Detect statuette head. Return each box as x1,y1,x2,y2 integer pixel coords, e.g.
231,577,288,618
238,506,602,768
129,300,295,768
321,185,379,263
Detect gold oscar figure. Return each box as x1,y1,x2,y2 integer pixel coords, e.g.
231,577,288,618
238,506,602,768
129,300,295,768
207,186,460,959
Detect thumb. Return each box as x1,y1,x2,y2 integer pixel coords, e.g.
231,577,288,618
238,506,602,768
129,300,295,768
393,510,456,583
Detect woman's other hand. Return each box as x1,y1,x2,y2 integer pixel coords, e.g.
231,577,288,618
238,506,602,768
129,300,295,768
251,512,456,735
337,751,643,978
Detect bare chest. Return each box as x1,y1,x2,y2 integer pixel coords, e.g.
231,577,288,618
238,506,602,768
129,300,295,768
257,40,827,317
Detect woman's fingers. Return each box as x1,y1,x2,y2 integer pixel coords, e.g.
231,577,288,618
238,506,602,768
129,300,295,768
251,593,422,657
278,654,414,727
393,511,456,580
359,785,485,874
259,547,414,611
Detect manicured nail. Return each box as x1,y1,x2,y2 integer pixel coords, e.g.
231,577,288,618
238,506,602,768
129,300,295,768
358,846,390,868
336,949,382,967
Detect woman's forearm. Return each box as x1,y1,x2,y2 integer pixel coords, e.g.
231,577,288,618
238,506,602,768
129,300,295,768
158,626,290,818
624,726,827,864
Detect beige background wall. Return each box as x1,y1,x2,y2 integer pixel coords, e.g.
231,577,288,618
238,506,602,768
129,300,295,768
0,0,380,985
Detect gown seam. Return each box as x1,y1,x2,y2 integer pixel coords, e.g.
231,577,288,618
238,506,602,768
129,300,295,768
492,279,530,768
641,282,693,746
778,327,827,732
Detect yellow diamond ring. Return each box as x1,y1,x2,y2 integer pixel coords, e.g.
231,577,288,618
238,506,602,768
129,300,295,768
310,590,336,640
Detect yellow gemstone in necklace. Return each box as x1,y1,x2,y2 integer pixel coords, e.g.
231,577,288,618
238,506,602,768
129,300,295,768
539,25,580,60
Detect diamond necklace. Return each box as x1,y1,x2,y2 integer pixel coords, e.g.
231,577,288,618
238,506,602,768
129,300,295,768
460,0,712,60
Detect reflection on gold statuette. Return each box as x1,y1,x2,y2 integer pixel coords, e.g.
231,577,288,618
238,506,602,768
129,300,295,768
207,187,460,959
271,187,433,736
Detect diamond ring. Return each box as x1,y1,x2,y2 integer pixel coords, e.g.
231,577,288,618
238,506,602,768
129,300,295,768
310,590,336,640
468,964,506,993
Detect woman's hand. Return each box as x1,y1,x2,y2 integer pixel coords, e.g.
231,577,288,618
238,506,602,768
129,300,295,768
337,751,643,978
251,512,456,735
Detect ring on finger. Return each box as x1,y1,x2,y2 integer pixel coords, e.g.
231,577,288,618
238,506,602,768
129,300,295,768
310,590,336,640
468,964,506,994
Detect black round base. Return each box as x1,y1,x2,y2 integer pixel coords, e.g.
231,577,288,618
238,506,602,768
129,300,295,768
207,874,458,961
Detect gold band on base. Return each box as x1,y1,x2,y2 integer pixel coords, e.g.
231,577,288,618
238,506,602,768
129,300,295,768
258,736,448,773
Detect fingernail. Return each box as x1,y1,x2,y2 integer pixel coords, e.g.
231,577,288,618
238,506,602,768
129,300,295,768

# # #

■ What is required ■
Write out every line exactly as it stands.

■ Final answer ■
Detect statuette head. Return each box as x1,y1,x2,y2 integer pixel coords, e.g.
231,577,288,618
238,506,602,768
129,300,295,768
321,185,379,263
Detect gold oscar figure. Return each box as x1,y1,x2,y2 integer pixel coords, e.g.
231,577,288,618
238,506,602,768
129,300,295,768
207,186,460,959
Detect thumb. Return each box as x1,y1,x2,y2 integer pixel coords, e.g.
231,577,288,618
238,506,602,768
129,300,295,768
393,510,456,583
Detect woman's other hand. Return each box as x1,y1,x2,y2 integer pixel coords, e.g.
231,577,288,618
238,506,602,768
129,300,295,768
251,512,456,735
337,751,643,978
Detect bare chest. Return each box as x1,y1,x2,y2 integer pixel coords, e.g.
231,577,288,618
238,506,602,768
129,300,295,768
257,40,827,317
Detect woman's fingers. Return each box as x1,y1,x2,y2 integer pixel coords, e.g.
231,577,288,618
238,506,602,768
129,300,295,768
251,593,422,657
278,654,414,727
393,511,456,580
359,785,485,874
259,547,414,611
Detect manicured nail. Return each box as x1,y1,x2,y2 integer pixel coords, e.g.
231,577,288,618
238,506,602,768
129,300,295,768
358,846,390,868
336,949,382,967
Detect woman's forearm. Return each box as x1,y1,x2,y2 integer pixel coords, e.g.
231,577,288,618
238,506,602,768
129,300,295,768
158,626,290,818
624,726,827,864
Detect beige background wall. Return each box as x1,y1,x2,y2 integer pixel coords, e.g.
231,577,288,618
238,506,602,768
129,300,295,768
0,0,380,985
Detect gown seam. Return each box as x1,y1,x2,y2 integer pixel coords, e.g.
231,577,288,618
238,506,602,768
129,300,295,768
492,279,530,768
641,282,693,746
778,327,827,732
Detect yellow diamond ring. Return each box as x1,y1,x2,y2 integer pixel coords, e.g.
231,577,288,618
238,506,602,768
129,300,295,768
310,590,336,640
Detect yellow gemstone in necklace. Return each box as x1,y1,x2,y2 integer pixel coords, e.g.
231,577,288,618
238,506,602,768
129,300,295,768
539,25,580,60
Detect diamond necklace. Return each box as x1,y1,x2,y2 integer pixel coords, e.g.
231,577,288,618
238,506,602,768
129,300,295,768
460,0,712,60
Detect reflection on gold statuette. Return each box as x1,y1,x2,y2 integer pixel coords, e.g.
231,577,288,618
238,506,602,768
129,300,295,768
207,187,460,959
271,187,433,736
Detect diamond ring. Return each box as x1,y1,x2,y2 integer pixel coords, e.g.
231,577,288,618
238,506,602,768
129,300,295,768
310,590,336,640
468,964,506,993
Detect woman's hand. Return each box as x1,y1,x2,y2 integer pixel coords, e.g.
231,577,288,618
238,506,602,768
129,300,295,768
337,751,643,978
251,512,456,735
Detect ring on finger. Return each box as x1,y1,x2,y2 integer pixel coords, e.g.
231,577,288,618
238,506,602,768
129,300,295,768
310,590,336,640
468,964,506,994
Detect black round base. Return each box as x1,y1,x2,y2 integer pixel coords, e.g.
231,577,288,618
238,506,602,768
129,300,295,768
207,874,458,961
Detect gold band on base. Return each box as x1,y1,x2,y2 integer pixel coords, e.g.
231,577,288,618
238,506,602,768
129,300,295,768
258,736,448,773
Detect fingernail. Return each box as x1,y1,x2,y2 integer pixel coords, e.g.
231,577,288,618
238,506,602,768
129,300,295,768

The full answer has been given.